Data to use:
◆ ◆ ◆ ◆

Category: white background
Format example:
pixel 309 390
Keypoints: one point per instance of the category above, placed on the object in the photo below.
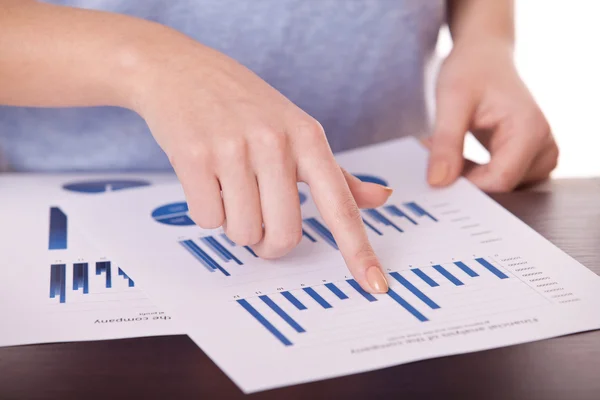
pixel 558 56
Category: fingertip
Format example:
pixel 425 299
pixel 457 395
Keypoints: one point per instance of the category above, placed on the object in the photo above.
pixel 376 279
pixel 438 173
pixel 371 195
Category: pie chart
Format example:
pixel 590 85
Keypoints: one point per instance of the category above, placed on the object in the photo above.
pixel 175 214
pixel 102 186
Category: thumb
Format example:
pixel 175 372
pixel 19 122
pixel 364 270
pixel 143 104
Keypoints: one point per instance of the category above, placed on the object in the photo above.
pixel 367 194
pixel 454 110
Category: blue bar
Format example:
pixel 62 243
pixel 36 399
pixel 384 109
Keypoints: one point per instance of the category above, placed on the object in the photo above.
pixel 311 292
pixel 292 299
pixel 360 290
pixel 58 281
pixel 308 236
pixel 285 316
pixel 104 266
pixel 80 277
pixel 122 273
pixel 407 306
pixel 57 237
pixel 336 290
pixel 368 224
pixel 395 211
pixel 263 321
pixel 466 269
pixel 379 217
pixel 322 231
pixel 203 257
pixel 491 268
pixel 425 277
pixel 227 240
pixel 415 208
pixel 448 275
pixel 250 251
pixel 414 290
pixel 220 250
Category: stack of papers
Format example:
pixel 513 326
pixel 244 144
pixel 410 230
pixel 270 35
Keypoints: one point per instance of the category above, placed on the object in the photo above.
pixel 91 258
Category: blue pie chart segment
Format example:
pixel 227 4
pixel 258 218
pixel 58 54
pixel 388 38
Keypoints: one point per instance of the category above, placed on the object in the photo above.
pixel 102 186
pixel 303 197
pixel 173 214
pixel 372 179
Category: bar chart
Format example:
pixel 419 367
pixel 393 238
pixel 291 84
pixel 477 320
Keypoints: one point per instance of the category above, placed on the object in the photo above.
pixel 217 253
pixel 417 295
pixel 102 280
pixel 69 279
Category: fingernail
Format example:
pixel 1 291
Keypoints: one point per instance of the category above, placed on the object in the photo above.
pixel 438 172
pixel 376 280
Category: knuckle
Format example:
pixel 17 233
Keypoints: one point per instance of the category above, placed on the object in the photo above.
pixel 504 181
pixel 232 148
pixel 347 211
pixel 273 141
pixel 206 220
pixel 311 131
pixel 244 237
pixel 366 255
pixel 279 244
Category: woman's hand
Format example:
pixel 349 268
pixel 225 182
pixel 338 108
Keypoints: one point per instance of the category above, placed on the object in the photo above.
pixel 480 91
pixel 239 148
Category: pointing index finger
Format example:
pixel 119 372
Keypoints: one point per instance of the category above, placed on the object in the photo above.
pixel 338 208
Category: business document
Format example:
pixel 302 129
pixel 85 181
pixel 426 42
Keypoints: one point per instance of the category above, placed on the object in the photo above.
pixel 465 275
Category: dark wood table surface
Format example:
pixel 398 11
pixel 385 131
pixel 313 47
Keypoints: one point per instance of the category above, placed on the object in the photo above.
pixel 565 212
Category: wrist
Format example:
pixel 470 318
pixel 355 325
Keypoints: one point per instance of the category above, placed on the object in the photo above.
pixel 145 61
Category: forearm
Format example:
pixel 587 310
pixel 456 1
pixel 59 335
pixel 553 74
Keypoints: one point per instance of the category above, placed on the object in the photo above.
pixel 53 56
pixel 476 20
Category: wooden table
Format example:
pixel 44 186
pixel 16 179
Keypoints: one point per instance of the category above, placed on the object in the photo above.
pixel 566 212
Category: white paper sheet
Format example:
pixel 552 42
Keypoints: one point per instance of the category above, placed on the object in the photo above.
pixel 465 275
pixel 91 298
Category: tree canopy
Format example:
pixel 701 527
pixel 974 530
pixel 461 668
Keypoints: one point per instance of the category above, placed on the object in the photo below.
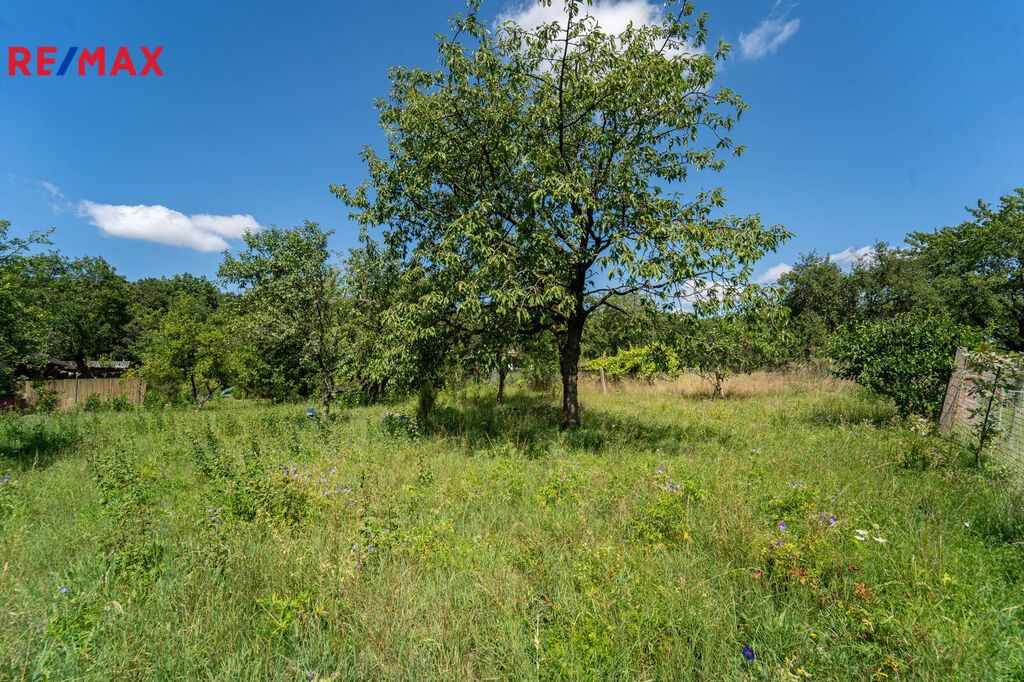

◆ ◆ ◆ ◆

Activity:
Every line that holds the word "table" should be copied from the records.

Written solution:
Category: dark wood table surface
Category: wooden table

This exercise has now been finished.